(Records)
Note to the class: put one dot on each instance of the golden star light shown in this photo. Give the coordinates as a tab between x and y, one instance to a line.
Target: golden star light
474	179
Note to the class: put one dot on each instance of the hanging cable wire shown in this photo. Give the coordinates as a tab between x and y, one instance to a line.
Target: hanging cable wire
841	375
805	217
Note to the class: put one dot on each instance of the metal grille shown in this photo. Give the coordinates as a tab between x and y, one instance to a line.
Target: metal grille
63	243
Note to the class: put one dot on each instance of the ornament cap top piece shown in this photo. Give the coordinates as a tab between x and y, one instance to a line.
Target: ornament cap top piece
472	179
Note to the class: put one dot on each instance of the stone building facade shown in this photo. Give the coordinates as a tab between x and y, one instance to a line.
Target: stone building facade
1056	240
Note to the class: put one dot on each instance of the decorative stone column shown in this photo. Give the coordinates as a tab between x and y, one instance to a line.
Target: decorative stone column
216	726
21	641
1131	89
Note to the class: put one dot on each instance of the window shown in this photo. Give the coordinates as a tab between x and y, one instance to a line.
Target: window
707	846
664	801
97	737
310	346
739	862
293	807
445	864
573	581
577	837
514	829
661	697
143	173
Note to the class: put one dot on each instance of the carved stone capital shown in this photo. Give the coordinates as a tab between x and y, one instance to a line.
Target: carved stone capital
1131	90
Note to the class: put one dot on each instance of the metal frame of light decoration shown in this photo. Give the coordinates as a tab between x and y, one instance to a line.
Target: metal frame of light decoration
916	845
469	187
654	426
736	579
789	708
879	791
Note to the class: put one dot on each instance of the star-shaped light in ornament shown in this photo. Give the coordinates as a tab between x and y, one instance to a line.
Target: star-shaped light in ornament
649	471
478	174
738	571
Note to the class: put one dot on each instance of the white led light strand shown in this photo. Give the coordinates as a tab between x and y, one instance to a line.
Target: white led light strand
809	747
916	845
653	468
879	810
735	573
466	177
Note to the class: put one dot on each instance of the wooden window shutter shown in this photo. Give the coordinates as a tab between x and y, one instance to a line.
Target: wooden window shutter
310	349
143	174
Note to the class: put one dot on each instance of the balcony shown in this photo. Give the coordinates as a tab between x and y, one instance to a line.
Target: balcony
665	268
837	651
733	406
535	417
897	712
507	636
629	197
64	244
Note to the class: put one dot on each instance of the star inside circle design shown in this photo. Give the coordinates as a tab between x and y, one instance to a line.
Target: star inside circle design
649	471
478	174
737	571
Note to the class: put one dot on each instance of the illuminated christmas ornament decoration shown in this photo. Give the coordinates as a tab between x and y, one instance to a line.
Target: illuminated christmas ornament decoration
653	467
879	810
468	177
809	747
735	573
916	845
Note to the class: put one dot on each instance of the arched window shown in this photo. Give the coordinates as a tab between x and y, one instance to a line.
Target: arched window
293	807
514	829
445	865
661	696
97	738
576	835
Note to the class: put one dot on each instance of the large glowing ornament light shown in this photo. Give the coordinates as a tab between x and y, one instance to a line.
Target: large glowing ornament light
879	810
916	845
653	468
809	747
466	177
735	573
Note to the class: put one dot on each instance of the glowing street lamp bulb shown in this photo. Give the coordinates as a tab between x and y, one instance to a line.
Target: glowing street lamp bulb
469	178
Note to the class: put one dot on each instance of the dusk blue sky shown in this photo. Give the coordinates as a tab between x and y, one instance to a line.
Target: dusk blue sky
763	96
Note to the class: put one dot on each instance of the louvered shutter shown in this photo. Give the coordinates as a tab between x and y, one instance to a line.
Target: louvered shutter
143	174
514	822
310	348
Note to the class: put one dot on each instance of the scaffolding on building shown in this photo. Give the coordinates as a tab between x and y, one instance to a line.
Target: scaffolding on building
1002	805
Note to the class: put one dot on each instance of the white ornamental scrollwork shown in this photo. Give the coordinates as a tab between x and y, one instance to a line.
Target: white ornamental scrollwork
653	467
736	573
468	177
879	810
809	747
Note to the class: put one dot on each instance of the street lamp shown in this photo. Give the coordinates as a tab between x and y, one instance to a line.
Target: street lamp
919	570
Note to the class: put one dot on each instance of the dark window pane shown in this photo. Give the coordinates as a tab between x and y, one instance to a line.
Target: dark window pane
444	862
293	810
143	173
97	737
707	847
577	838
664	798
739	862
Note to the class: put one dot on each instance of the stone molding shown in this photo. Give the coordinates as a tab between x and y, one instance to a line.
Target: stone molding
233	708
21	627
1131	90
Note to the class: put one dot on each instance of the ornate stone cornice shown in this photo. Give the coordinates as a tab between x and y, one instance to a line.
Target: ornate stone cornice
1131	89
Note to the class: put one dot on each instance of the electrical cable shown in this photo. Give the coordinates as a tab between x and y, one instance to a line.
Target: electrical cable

Requirements: Write out every entry exactly as given.

Problem solution:
Note to the class: put one dot on each instance of the golden star light shown in this photo. Give the coordinates as a tab between x and y, one instance to a line.
Target: golden star light
474	179
Note to the class: put one dot on each instance of the hanging cable wire shown in this photo. Give the coordinates as a tab between x and y, one instance to a line.
Target: hanging cable wire
841	375
805	217
Note to the class: put one dot on each instance of the metal grille shown in this photo. Give the coordinates as a tab between x and y, one instance to a line.
Target: metal grille
63	243
Note to the class: put one dot on each instance of the ornament cap top piece shown in this photo. Give the coordinates as a tab between x and y, one instance to a line.
Target: ornament cap top piece
472	179
Note to the class: put one dot on each instance of the stone building facade shown in this photo. Give the coordinates as a tab between x and y, one instance to a line.
Target: stone building facade
1056	240
Note to the class: put one dot on each instance of the decorative stone column shown in this photo. Give the coordinates as a tab between x and y, one instance to a line.
Target: decorative stone column
216	726
21	641
1131	89
Note to the class: put one dot on each instance of the window shown in this photo. Give the coordinates as a tab between x and y, one instance to a line.
Target: window
707	846
664	801
97	737
310	346
739	862
293	807
445	864
573	581
577	837
514	829
661	697
143	173
Note to the class: put one dot on each instance of the carved stone capital shown in this photo. Give the coordinates as a tab between x and y, one instance to a line.
Target: carved stone capital
1131	90
Note to the class: put one dot on each instance of the metal frame of light decoration shown in this photo. Give the coordinates as a tab between x and y, one instance to a line.
Target: metal frame of light decoration
916	845
469	187
654	426
736	579
789	708
879	791
Note to the class: put one dot on each instance of the star-shaped light in ornament shown in this photo. Give the coordinates as a tab between x and y, one instance to a line.
Target: star-shaped light in ornament
649	471
478	174
738	571
Note to the class: put one dot on each instance of the white led light strand shown in this photo. Give the coordinates as a tab between x and y, one instance to a line.
Target: white led light strand
809	747
916	845
653	468
879	810
735	573
466	177
Note to the class: put one dot on each instance of the wooden window shutter shown in this photo. Give the coordinates as a tab between x and y, one instance to a line.
Target: wooden window shutter
310	349
143	174
Note to the class: put one dot on each instance of the balcony shown in this photo. Give the coordinates as a tab between x and y, one instance to a line.
Target: balcony
665	268
837	651
733	406
535	417
897	712
507	636
629	197
64	244
Note to the class: put one dot on each instance of the star inside circle design shown in this photo. Give the coordinates as a tab between x and y, one instance to a line.
Target: star inside circle design
649	471
478	174
737	571
Note to the class: put one dot on each instance of the illuminated christmas ornament decoration shown in this photo. Give the coordinates as a tab between x and y, one instance to a line.
Target: illuminated christmas ornament decoration
653	467
879	810
468	177
809	747
735	573
916	845
Note to the class: put one dot on each instance of the arched window shown in this photo. Give the coordinates as a tab between x and y, one instance to a line.
Target: arched window
293	807
514	829
445	865
661	696
97	738
576	835
Note to the class: put one dot on each instance of the large glowing ornament light shown in this photo. Give the coordinates as a tab between x and y, one instance to a line.
Target: large glowing ornament light
879	810
916	845
653	468
809	747
466	177
735	573
Note to the class: put one dot on each instance of the glowing street lamp bulb shown in this photo. Give the coordinates as a tab between x and y, one instance to a line.
Target: glowing street lamp bulb
469	178
Note to the class: put one dot on each instance of the dusk blue sky shown in this photo. Give the coordinates as a tab between x and y, one instance to a line.
Target: dusk blue sky
763	96
Note to the class: put one dot on each instance of the louvered shutter shown in this photo. Give the coordinates as a tab between x and y, one instance to a line.
Target: louvered shutter
143	174
514	822
310	348
Note to the class: put one dot on each instance of the scaffolding on building shown in this photo. Give the coordinates as a tab between x and y, one instance to a line.
Target: scaffolding on building
1002	805
Note to the class: put one dot on each instance of the white ornamental scrollwork shown in this photo. Give the coordinates as a tab between x and y, one instance to a line.
Target: white ornamental scrollwork
653	467
736	573
468	177
879	810
809	747
Note to the class: put one dot on each instance of the street lamp shown in this photo. Give the coordinates as a tab between x and y, one instance to a line.
Target: street lamp
919	570
Note to the class: put one dot on each instance of the dark window pane shown in this photo. Give the coordinates as a tab between x and y, one instance to a line.
Target: dark window pane
444	862
293	810
143	173
97	737
707	847
577	838
664	798
739	862
Note to the class: put one dot on each instance of the stone molding shown in this photo. Give the coordinates as a tab between x and y, one instance to a line.
Target: stone molding
233	708
21	627
1131	90
Note to the class: put one dot on each instance of the ornate stone cornice shown in this photo. Give the coordinates as a tab between x and y, one instance to a line.
Target: ornate stone cornice
1131	89
Note to the class: put one dot on each instance of the electrical cable shown in this photo. Give the coordinates as a tab between x and y, one instance to a line.
Target: electrical cable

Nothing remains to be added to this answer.